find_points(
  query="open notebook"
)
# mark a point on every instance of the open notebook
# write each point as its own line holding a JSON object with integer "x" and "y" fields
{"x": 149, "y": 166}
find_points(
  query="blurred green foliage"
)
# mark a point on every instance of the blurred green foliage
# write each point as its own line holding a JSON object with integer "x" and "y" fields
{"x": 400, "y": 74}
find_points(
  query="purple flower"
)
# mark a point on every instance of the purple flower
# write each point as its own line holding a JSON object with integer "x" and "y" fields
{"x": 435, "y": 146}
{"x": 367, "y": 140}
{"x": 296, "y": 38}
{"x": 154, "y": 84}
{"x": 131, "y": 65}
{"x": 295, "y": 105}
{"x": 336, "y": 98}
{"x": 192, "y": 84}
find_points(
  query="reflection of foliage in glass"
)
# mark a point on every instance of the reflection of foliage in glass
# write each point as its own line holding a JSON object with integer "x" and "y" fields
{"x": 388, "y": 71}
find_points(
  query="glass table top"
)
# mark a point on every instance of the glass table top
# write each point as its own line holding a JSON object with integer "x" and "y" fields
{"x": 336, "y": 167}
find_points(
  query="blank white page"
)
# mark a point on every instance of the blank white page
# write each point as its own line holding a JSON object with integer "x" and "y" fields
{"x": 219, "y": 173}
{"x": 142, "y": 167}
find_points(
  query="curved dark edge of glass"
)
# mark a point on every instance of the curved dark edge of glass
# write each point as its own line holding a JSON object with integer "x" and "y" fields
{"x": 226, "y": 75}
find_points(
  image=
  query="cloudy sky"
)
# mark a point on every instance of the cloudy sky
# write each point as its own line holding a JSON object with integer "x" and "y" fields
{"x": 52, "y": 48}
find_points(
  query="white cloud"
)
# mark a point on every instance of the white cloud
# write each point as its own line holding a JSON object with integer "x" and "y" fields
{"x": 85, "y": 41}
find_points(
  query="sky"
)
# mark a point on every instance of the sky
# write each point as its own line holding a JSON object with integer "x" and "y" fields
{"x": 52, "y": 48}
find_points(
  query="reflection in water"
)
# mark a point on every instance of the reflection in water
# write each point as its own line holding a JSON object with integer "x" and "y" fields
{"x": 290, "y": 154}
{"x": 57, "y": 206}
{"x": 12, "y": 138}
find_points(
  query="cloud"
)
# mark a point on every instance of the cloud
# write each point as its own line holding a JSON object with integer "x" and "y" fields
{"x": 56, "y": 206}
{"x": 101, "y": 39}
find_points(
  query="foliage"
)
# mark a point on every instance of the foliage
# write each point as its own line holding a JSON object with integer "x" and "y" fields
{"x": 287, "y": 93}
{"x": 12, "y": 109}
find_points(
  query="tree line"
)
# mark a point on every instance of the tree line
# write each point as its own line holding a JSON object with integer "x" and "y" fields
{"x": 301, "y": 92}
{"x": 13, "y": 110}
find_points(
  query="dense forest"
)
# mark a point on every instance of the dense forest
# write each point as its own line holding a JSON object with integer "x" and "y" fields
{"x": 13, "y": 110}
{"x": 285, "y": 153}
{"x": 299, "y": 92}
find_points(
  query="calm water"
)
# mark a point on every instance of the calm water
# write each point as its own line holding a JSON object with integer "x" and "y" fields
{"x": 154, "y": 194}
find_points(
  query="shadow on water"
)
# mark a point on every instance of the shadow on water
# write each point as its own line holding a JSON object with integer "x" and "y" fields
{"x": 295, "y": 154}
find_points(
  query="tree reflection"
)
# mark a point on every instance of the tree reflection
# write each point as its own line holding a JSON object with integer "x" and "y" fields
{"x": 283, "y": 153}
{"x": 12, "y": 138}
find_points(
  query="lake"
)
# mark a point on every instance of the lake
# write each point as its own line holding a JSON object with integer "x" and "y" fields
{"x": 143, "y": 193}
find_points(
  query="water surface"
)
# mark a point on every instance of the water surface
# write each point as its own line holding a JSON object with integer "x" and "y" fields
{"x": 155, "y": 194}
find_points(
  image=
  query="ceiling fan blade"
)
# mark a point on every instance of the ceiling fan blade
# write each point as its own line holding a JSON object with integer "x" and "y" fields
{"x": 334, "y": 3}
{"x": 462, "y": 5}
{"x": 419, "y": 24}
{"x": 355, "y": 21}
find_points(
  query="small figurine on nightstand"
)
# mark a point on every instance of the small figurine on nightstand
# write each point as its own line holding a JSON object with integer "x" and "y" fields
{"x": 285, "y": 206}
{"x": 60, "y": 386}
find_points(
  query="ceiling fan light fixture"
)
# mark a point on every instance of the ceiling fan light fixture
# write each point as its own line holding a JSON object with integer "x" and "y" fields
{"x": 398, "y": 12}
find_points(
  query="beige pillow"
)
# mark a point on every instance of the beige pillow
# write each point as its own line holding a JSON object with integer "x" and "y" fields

= = = =

### BRIEF
Tally the lines in the listing that hold the string "reflection"; your reply is that total alone.

### ANSWER BELOW
6